Assigned task: Render every line of the data exactly as written, and leave out the pictures.

Supplied data:
----------
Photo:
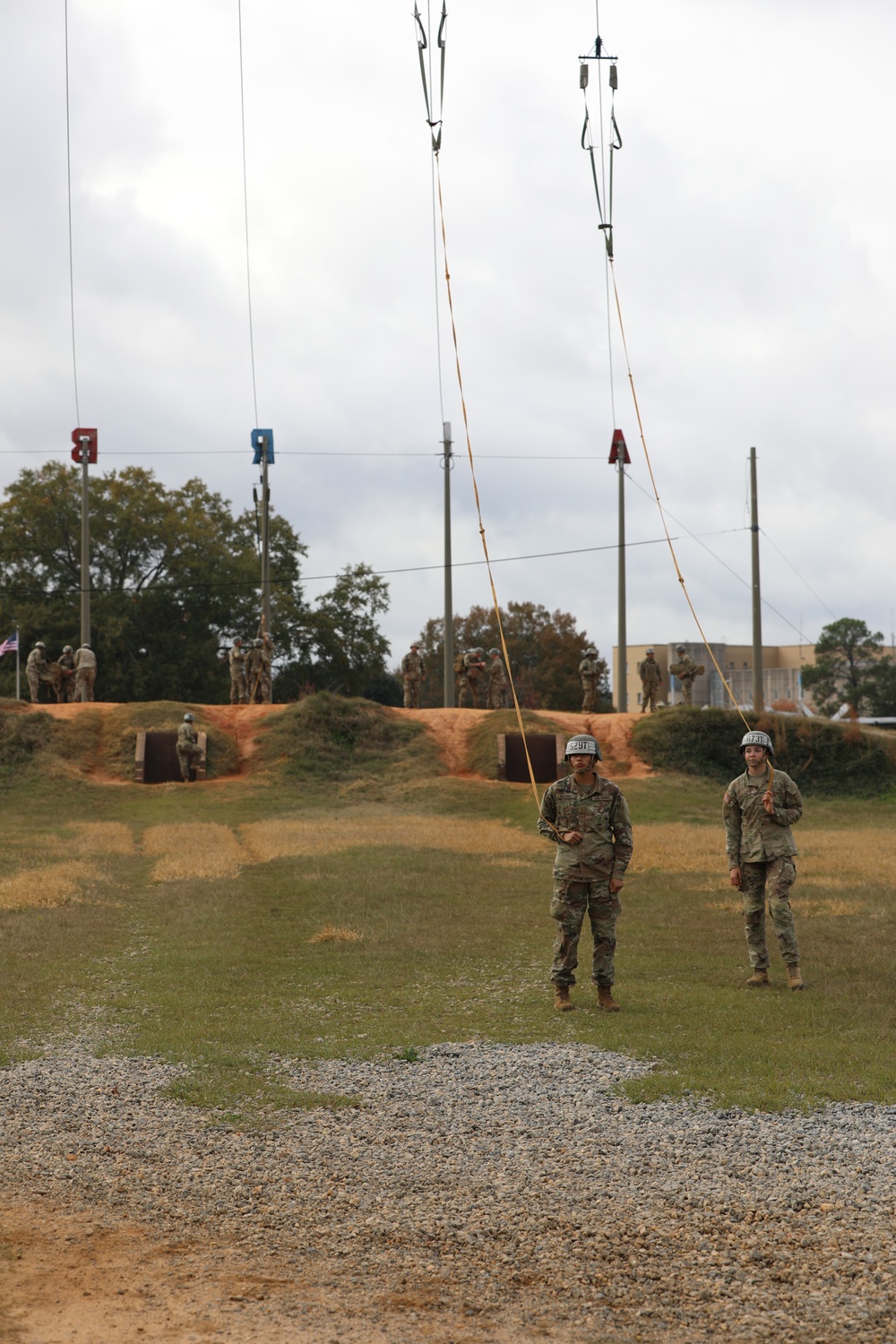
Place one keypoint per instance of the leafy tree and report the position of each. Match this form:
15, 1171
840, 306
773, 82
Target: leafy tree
847, 659
346, 650
174, 578
544, 650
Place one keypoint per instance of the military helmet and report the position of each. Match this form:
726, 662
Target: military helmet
756, 739
584, 745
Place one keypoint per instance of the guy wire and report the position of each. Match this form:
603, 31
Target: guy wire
249, 279
72, 253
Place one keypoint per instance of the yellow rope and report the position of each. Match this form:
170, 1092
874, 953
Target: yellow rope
478, 510
662, 516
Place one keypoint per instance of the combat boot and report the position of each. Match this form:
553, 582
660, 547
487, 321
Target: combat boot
758, 980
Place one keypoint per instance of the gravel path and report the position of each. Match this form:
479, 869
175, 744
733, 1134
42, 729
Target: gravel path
487, 1191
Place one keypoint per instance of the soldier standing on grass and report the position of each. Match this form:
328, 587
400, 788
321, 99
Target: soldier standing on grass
188, 749
35, 663
413, 672
761, 849
85, 672
237, 660
650, 680
589, 674
589, 819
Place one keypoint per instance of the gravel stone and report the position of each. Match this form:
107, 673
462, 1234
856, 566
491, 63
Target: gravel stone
509, 1183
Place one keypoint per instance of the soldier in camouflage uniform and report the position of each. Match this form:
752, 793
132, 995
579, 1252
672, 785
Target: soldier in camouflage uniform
761, 851
188, 749
34, 666
66, 688
686, 674
237, 659
413, 672
495, 698
469, 688
589, 674
589, 820
650, 680
253, 669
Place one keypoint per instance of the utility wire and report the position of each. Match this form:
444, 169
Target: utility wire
72, 250
249, 279
797, 573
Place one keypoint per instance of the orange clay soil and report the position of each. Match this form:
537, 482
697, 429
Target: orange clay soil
449, 728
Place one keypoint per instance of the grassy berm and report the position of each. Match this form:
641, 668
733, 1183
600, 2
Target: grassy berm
346, 897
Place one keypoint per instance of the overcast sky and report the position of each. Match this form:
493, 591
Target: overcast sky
755, 260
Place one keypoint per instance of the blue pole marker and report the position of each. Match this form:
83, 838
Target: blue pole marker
263, 438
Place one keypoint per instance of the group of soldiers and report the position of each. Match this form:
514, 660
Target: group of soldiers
250, 669
651, 677
70, 676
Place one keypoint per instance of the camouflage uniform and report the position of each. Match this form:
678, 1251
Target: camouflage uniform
67, 682
762, 846
495, 698
589, 674
468, 685
188, 749
413, 669
266, 683
253, 671
32, 672
582, 873
650, 683
237, 660
85, 674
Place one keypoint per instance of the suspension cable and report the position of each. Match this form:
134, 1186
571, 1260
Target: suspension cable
249, 279
72, 252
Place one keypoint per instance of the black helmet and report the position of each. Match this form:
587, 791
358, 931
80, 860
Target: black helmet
756, 739
583, 745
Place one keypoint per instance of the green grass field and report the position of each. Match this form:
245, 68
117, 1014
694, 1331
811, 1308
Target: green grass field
376, 906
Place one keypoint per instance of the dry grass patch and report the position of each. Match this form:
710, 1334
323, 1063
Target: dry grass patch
330, 933
194, 849
266, 840
54, 884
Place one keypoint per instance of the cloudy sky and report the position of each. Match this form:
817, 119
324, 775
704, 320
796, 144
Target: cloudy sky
754, 238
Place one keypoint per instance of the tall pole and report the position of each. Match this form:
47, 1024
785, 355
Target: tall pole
622, 639
449, 604
758, 696
265, 542
85, 542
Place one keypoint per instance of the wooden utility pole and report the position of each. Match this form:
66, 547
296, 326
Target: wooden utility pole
758, 694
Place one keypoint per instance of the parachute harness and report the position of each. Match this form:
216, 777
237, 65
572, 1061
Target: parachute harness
435, 131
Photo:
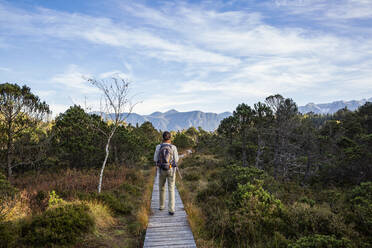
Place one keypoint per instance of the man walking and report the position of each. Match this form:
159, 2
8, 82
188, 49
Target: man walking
166, 158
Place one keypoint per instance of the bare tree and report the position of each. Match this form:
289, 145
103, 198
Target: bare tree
20, 113
117, 108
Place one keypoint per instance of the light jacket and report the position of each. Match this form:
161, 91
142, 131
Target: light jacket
174, 149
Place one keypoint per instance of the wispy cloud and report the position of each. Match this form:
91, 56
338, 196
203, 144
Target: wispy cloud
205, 53
73, 79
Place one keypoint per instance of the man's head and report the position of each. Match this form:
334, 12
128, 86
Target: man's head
166, 136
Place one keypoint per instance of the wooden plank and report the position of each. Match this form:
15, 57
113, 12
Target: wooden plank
166, 230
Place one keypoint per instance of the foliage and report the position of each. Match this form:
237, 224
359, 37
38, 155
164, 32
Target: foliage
54, 199
7, 196
77, 142
20, 113
61, 225
321, 241
361, 200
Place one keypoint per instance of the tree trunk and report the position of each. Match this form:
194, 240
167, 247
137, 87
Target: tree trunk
308, 166
259, 152
104, 161
8, 151
244, 151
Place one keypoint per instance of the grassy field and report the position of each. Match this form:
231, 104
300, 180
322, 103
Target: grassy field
233, 206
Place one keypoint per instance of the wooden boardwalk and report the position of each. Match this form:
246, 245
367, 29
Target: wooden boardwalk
165, 230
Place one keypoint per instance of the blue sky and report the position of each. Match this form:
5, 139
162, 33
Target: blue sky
188, 55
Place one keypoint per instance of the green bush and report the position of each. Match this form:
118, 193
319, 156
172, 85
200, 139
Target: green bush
192, 176
8, 234
120, 205
321, 241
302, 220
62, 225
7, 196
361, 207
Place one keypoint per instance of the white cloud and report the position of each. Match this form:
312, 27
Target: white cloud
231, 54
339, 10
74, 80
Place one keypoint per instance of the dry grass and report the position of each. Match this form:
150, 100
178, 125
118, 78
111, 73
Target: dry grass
143, 212
19, 208
71, 180
102, 215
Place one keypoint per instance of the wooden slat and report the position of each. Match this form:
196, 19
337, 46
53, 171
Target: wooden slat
166, 230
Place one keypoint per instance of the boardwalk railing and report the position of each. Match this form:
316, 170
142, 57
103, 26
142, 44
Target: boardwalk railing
166, 230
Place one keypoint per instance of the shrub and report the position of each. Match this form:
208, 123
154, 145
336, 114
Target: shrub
361, 207
192, 176
302, 219
8, 196
101, 214
8, 234
61, 225
255, 213
321, 241
54, 199
120, 205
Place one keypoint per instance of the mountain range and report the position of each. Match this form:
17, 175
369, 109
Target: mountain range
330, 108
174, 120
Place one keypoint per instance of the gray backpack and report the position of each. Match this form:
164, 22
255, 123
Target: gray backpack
165, 158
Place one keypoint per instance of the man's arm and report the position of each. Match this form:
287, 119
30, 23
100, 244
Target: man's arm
175, 154
156, 154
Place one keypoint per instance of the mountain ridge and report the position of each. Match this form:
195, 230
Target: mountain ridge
174, 120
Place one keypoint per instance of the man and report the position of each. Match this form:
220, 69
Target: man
166, 158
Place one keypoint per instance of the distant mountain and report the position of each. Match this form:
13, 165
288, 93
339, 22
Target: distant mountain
174, 120
330, 108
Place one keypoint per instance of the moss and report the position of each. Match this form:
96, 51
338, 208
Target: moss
321, 241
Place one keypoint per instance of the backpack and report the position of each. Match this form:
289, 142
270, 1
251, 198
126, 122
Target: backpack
165, 158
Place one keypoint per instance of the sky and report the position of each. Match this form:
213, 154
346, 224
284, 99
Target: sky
188, 55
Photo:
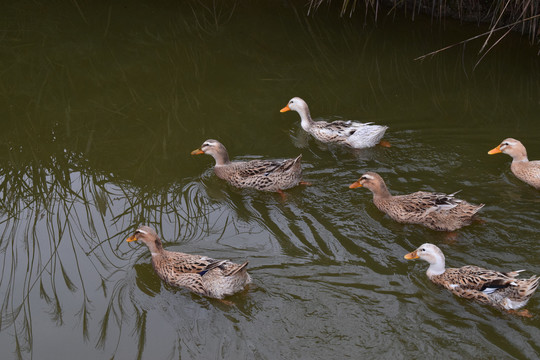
----------
Answer to this task:
Photo:
Place one keypoint per instance of the leafy tree and report the position of each. Match this form:
15, 1171
840, 306
773, 82
Target: leafy tree
847, 659
346, 650
174, 578
544, 650
Place one keypoint per instance of the military helmet and report the position of each. Match this form:
726, 662
Target: military helmet
756, 739
584, 745
Place one keypoint per instance of the guy wire and report the position of each. Match this form:
603, 31
Target: guy wire
249, 279
72, 253
Place one keypoint per instance of the yellow rope and report the position of each. Match this form:
170, 1092
874, 953
Target: yellow rope
478, 510
662, 516
Place one keypoint per instance of the combat boot and report the position of each. Match this form:
553, 582
660, 547
487, 321
Target: combat boot
758, 980
Place one keypoint per instance of the gravel path and report the position of each. Match this form:
479, 869
175, 744
733, 1134
42, 729
Target: gravel path
487, 1191
Place one keypoint per instance of the soldier standing on grass and report the position of each. Match this form:
328, 587
400, 788
321, 99
Target: soldier standing on grass
188, 749
35, 663
413, 672
761, 849
85, 672
237, 660
650, 680
589, 674
589, 819
Place one keypoint per instance of the gravel stone and report the position of each. Match this form:
107, 673
462, 1234
856, 566
491, 63
Target: gravel stone
509, 1183
Place one keypoint per instance of the soldier in camouflage uniform and report the position of each. Match this form:
752, 793
132, 995
579, 1252
672, 785
Target: soldier in camouflage uniform
761, 851
188, 749
34, 666
66, 688
686, 674
237, 659
413, 672
495, 698
469, 688
589, 674
589, 820
650, 680
253, 669
Place one keypoint per instance of the utility wire and report the position of each. Match this form:
444, 169
Target: utility wire
72, 250
249, 279
797, 573
Place one keypoint per instance of the orange clay soil and report the position of each. Match this form:
537, 482
697, 429
Target: orange clay soil
449, 728
Place one keypoint per instance of the grassy berm and report the position of each. Match this form:
641, 668
733, 1183
600, 2
Target: grassy berm
346, 897
Place one keypoint per instance of the overcast sky and report the position of each. Match this form:
493, 591
Target: overcast sky
755, 260
Place one keypoint per instance of the blue pole marker and report the position of each. Match this form:
83, 838
Target: blue pole marker
263, 438
Place one keypoint per instance of the group of soldiers and report the position of each. Match this form:
514, 660
Target: group of soldiers
250, 669
651, 677
70, 676
Place one keypoint per instance of the camouflage uniform and report the position of each. Match this form:
678, 1251
Target: camouflage uniform
67, 682
762, 846
495, 698
589, 674
468, 685
188, 749
413, 669
266, 683
253, 671
32, 672
582, 873
650, 683
237, 660
85, 674
Place one keypoint per instance of the suspension cable and report the position of each. Match this form:
134, 1186
571, 1260
Target: suspension cable
249, 279
72, 252
Place one keypoint per instance of the black helmet and report the position of each. Match this form:
587, 791
358, 931
80, 860
Target: black helmet
756, 739
583, 745
Place one keypoint per instance of the green grass field and report the position of each. Match this form:
245, 68
117, 1014
694, 1331
811, 1308
Target: green grass field
376, 906
Place one keypoint per instance of the dry grass patch and report the position of each. Match this form:
710, 1334
323, 1063
Target: dry grass patch
330, 933
194, 849
266, 840
54, 884
Place one keypoint per instance of the cloudy sky and report the position of each. Match this form:
817, 119
324, 775
704, 320
796, 144
Target: cloudy sky
754, 238
Place one keypoint per instance of the tall pole and report the position of each. Match this form:
47, 1024
785, 355
Target: tall pole
622, 639
449, 604
758, 696
265, 542
85, 542
Place one keypoint per instance of the wooden utility pole and report the position of each. Match this form:
66, 547
296, 326
Target: wooden utility pole
758, 694
Place one keypoint per instance of the parachute harness and report the position of each. Match this form:
216, 777
237, 65
572, 1061
Target: parachute harness
435, 131
Photo:
Place one keypoint per instance of the man walking and report the position of each. Match this form:
159, 2
8, 82
188, 49
Target: man walking
166, 158
Place one keypoint per instance of the bare tree and report the position of each. Match this form:
289, 145
103, 198
Target: bare tree
20, 113
117, 108
Place one keypoint per instance of the light jacket and report the position of each. Match this form:
161, 91
142, 131
Target: light jacket
174, 149
Place one keypoint per instance of the wispy cloud and report the position of each. Match this form:
91, 56
338, 196
203, 144
Target: wispy cloud
205, 53
73, 79
Place one keypoint per instance of the man's head and report the position of each. Match this form:
334, 12
128, 86
Target: man's head
166, 136
Place one keypoint per instance of the wooden plank and report the position of each. Match this form:
15, 57
113, 12
Target: wooden plank
166, 230
Place one keypoint per instance of the foliage and report the position of each. Match this form:
237, 224
359, 37
38, 155
164, 32
Target: foliage
54, 199
7, 196
77, 142
20, 113
61, 225
321, 241
361, 200
Place one keypoint per instance of the tree trunk and report the position of each. Match this form:
194, 240
167, 247
137, 87
Target: tree trunk
308, 166
259, 152
104, 161
8, 151
244, 151
Place one keypoint per instance of the grassy field and report the position of each. Match this form:
231, 104
300, 180
322, 103
Target: grassy field
233, 206
Place one keypoint per instance of the wooden boardwalk and report the position of each. Match this form:
246, 245
367, 29
Target: wooden boardwalk
165, 230
Place one keypoint per instance of the blue sky and report the position of each. Match this form:
5, 139
162, 33
Target: blue sky
188, 55
Place one keypoint per instance of the green bush and report the position of each. Match this form:
118, 193
319, 156
172, 85
200, 139
Target: green bush
192, 176
8, 234
120, 205
321, 241
302, 220
62, 225
7, 196
361, 207
Place one keypoint per instance of the white cloud and report the position of each. Match this form:
312, 27
Target: white cloud
231, 54
339, 10
74, 80
Place one keypoint per instance of the dry grass and report the position of each. Match this form:
150, 100
178, 125
118, 78
111, 73
Target: dry grass
143, 212
19, 208
71, 180
102, 215
Place one keypoint per instance of the wooden slat and report the position of each. Match this form:
196, 19
337, 46
53, 171
Target: wooden slat
166, 230
Place one keypoint per instance of the boardwalk railing and report the position of each. Match this form:
316, 170
142, 57
103, 26
142, 44
Target: boardwalk railing
166, 230
Place one keypoint per instance of the shrub and report the position of each. Match this form:
208, 123
154, 145
336, 114
Target: shrub
361, 207
192, 176
302, 219
8, 196
101, 214
8, 234
61, 225
255, 213
321, 241
54, 199
120, 205
Place one keypoint per instance of the mountain range and report the position of each. Match this form:
17, 175
369, 109
Target: mountain range
330, 108
174, 120
Place one keypoint per instance of the gray backpack and report the position of each. Match this form:
164, 22
255, 123
Target: gray backpack
165, 158
Place one keypoint per instance of the man's arm and report the position of each. Match this form:
287, 119
30, 23
100, 244
Target: man's arm
175, 154
156, 154
Place one keypoint per instance of the mountain ridge and report the position of each. Match this form:
195, 230
Target: mountain ridge
174, 120
Place one keypoint per instance of the man and report the position of each. Match this form:
220, 69
Target: man
166, 158
Place one keypoint per instance of the distant mountain and report the position of each. Match this form:
13, 165
288, 93
339, 22
Target: distant mountain
174, 120
330, 108
Place one keypoint per instance of the moss and report the position of each. Match this form:
96, 51
338, 208
Target: moss
321, 241
Place one keypoint per instance of the backpack and report the position of each. Match this form:
289, 142
270, 1
251, 198
126, 122
Target: backpack
165, 158
Place one keypoint per instance of the sky and report the position of each. Match this form:
213, 154
346, 224
284, 99
Target: sky
188, 55
Photo:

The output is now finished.